BEGIN Provided text

Re: Detoxifying acetaldahyde

The pulsed low-dosage acetaldehyde exposure associated with yeast fermentation of carbohydrates doesn't cause a sudden shutdown of the body's sulfur metabolism, of course. Once an acetaldehyde molecule reacts with something (almost anything, it seems), then its ability to damage something else is limited. However, the continuous exposure to newly generated acetaldehyde with spikes at every mealtime (or Sugar binge) produces an incrementally cumulative effect in sensitive areas. Depending upon what has been targeted, there can be a "ripple effect" of downstream consequences. If acetaldehyde is disabling thyroid TSH receptors, for example, then every cell in the body that is dependent upon competent thyroid function can be impaired:

See "Thyroid + Acetaldehyde" //www.curezone.org/forums/fm.asp?i=1955669

When some temporally destabilizing event such as a course of Antibiotics or diversion of immune system resources into a bout with the flu occurs, for example, then the background yeast load may increase dramatically as a consequence. The more yeast cells there are, the more acetaldehyde there is that the body has to cope with on a daily basis.

END Provided text
BEGIN Input data

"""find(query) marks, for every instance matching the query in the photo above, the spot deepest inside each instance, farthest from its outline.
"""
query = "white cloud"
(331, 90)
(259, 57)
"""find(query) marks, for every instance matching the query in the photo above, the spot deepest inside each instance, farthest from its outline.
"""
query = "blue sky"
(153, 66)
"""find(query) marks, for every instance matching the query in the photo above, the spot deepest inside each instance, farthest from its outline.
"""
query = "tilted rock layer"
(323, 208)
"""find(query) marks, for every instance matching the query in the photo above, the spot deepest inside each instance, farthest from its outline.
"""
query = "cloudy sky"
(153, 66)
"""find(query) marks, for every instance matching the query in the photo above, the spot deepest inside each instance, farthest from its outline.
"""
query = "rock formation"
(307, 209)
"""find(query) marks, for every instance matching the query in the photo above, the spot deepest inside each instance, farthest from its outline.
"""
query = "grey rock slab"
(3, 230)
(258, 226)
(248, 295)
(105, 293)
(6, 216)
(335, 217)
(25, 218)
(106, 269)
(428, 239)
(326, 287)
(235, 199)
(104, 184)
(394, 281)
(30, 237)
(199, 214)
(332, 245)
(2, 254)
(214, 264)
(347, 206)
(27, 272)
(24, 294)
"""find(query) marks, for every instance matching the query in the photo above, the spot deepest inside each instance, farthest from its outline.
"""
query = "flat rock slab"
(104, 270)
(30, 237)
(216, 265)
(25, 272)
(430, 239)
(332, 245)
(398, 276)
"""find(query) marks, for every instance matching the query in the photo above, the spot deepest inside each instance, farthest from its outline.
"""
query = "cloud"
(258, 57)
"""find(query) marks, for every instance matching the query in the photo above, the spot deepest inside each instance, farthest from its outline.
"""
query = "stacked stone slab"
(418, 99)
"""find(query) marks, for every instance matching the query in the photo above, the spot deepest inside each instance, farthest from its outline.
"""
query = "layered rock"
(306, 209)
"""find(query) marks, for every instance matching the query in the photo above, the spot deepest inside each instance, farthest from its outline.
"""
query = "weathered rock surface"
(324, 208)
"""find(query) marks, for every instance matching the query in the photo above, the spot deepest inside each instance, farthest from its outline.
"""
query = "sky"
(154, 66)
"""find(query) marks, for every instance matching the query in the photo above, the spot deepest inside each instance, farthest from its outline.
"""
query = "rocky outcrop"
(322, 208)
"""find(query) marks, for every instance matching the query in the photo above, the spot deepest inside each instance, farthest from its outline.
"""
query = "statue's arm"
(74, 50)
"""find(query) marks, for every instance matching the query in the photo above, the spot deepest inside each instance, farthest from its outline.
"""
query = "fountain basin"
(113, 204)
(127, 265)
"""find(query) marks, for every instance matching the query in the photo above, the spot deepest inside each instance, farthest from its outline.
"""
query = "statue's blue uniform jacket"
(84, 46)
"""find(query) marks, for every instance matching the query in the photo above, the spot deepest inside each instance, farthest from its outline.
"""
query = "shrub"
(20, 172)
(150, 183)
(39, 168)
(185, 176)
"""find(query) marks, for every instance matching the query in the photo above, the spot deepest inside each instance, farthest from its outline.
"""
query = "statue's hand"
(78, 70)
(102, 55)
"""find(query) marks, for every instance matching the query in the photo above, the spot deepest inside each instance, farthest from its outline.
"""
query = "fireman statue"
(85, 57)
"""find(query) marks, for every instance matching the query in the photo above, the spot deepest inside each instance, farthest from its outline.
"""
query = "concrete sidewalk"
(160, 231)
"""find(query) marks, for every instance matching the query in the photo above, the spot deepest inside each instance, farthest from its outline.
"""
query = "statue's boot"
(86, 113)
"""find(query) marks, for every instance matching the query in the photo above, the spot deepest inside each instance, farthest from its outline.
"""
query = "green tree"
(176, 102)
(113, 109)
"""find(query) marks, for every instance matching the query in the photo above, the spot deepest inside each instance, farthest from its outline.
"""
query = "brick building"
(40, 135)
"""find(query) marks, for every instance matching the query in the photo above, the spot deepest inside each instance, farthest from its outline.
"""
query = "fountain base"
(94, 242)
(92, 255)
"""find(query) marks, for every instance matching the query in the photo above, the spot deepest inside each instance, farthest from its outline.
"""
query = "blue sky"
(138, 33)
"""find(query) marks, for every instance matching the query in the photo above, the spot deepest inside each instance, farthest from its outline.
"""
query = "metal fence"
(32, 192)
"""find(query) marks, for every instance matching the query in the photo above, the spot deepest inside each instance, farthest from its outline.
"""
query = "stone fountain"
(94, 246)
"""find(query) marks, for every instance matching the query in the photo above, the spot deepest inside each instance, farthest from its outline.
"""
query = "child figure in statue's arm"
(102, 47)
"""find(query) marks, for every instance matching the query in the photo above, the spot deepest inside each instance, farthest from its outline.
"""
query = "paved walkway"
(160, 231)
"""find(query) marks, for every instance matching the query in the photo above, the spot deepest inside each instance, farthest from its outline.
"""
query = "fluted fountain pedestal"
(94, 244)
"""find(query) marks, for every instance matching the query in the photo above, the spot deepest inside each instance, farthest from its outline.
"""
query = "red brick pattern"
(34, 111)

END Input data

Task requirements:
1. From the post on detoxifying acetaldehyde, list every occasion or event it names as producing a spike in acetaldehyde or an increase in the yeast load.
2. According to the post on detoxifying acetaldehyde, what limits an acetaldehyde molecule's ability to damage something else?
3. Continue the post on detoxifying acetaldehyde, starting after its final sentence.

Results for each task:
1.
- Mealtimes
- Sugar binges
- A course of antibiotics
- Diversion of immune system resources into a bout with the flu

2. Its ability is limited once it reacts with something.

3.
This creates a measurable erosion in biomarkers such as the extracellular plasma cysteine/cystine (Cys/CySS) redox pool:

See "Cys/CySS + ROS" //www.curezone.org/forums/fm.asp?i=1975696

The status of this redox pool is closely coupled to the competence of the major intracellular antioxidant redox system, glutathione/glutathione disulfide (GSH/GSSG). Glutathione is a tripeptide made up of the three amino acids glutamate, cysteine, and glycine:



Of the three constituents, dietary cysteine, that contributes the critical sulfhydryl group, is the most likely rate-limiting step for the synthesis of glutathione within the cell. Glutathione not only participates directly in the neutralization of reactive oxygen species (ROS), it also assists other antioxidants such as vitamins C and E by returning them to their reduced (active) forms.

Although acetaldehyde doesn't appear to react directly with glutathione [1], it does react with its precursor amino acid cysteine:

See "Cysteine + Acetaldehyde" //www.curezone.org/forums/fm.asp?i=1973900

and a glutathione metabolite cysteinylglycine to form thiazolidinecarboxylic acid derivatives. It can also interfere with the backup supply pathway from dietary methionine to cysteine:

See "Methionine + Acetaldehyde" //www.curezone.org/forums/fm.asp?i=1977201

This means that acetaldehyde released by yeast has the potential for clobbering both of the vital sulfur-based redox pools: Cys/CySS and GSH/GSSG.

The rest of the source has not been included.